**WORK ORDER**
Below are the records. Reproduce the line that contains "# fill-rule: evenodd" and every line after it to the end, exactly and alone.

**INPUT MATERIAL**
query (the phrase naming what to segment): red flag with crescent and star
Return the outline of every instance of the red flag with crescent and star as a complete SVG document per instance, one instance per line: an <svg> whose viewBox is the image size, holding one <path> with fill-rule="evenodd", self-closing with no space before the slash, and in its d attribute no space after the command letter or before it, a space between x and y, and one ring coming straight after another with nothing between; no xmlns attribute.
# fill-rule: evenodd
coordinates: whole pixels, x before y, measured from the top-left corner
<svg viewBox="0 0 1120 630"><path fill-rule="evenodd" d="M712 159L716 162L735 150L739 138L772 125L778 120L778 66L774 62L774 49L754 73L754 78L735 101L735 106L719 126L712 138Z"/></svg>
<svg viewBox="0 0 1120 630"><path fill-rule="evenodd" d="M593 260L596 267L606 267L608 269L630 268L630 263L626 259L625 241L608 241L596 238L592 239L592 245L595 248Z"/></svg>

**ANSWER FOR THIS EXERCISE**
# fill-rule: evenodd
coordinates: whole pixels, x before y, measured from the top-left corner
<svg viewBox="0 0 1120 630"><path fill-rule="evenodd" d="M712 159L716 162L735 150L739 138L772 125L778 120L778 66L774 62L774 49L754 73L754 78L735 101L735 106L719 126L712 138Z"/></svg>
<svg viewBox="0 0 1120 630"><path fill-rule="evenodd" d="M593 260L596 267L606 267L608 269L630 268L630 263L626 259L625 241L608 241L596 238L592 239L592 245L595 248Z"/></svg>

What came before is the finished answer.